### Exercise objective
Render the material below as a numbered list, omitting any blank lines and leaving out the pictures.
┌─ Records provided
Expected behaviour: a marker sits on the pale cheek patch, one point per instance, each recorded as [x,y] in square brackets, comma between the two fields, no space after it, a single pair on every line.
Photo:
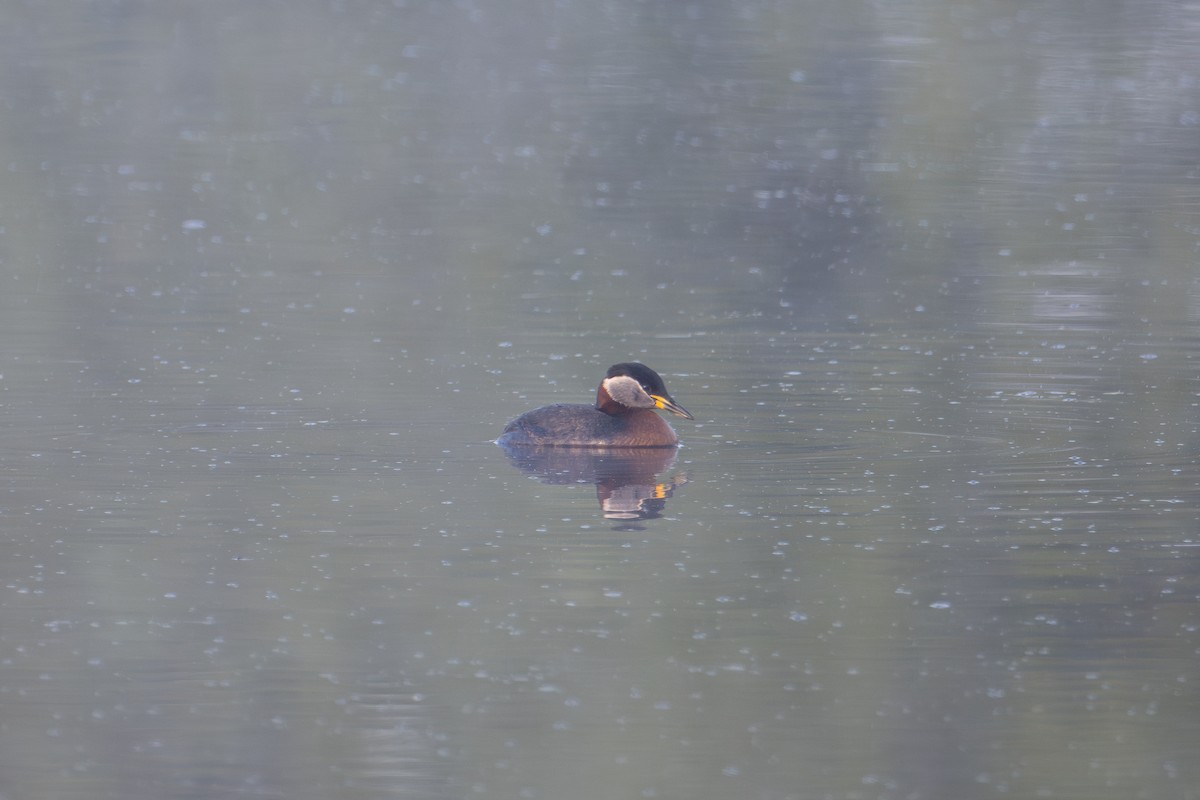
[628,391]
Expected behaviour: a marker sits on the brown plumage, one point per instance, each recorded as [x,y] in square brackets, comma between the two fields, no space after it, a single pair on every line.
[623,415]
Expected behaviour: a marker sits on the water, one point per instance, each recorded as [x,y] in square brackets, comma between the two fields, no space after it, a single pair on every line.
[925,276]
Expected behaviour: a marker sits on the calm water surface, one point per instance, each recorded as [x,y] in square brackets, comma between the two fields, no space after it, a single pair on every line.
[274,282]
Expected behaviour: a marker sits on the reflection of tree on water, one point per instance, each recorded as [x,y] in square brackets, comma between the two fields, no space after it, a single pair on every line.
[625,479]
└─
### Answer to the exercise
1. Expected behaviour: a marker sits on the pale cheek patch, one point per instance, each recorded as [x,y] in square brackets, comma between the two fields, no space after it, a single pair on every line.
2. Photo:
3. [628,391]
4. Expected behaviour: a marker sits on the brown plumage, one point per instance, each recorded as [x,y] in square brackets, comma between the two fields, no space after it, a single pair on every line.
5. [623,415]
6. Expected behaviour: a marker sits on the water, one point per instance, each recorded as [x,y] in square brackets, comma between the two fields, no space after it, a single pair on every line.
7. [925,276]
8. Expected behaviour: a marker sits on the calm water surface, one point per instance, each recorded as [x,y] in square brackets, comma between the two fields, no space after it, a single pair on every line.
9. [274,282]
10. Expected behaviour: a marker sits on the reflection of tree on water, one point per instance, each recorded as [x,y] in square brackets, comma between the two fields, no space after it, a single pair on every line.
11. [625,479]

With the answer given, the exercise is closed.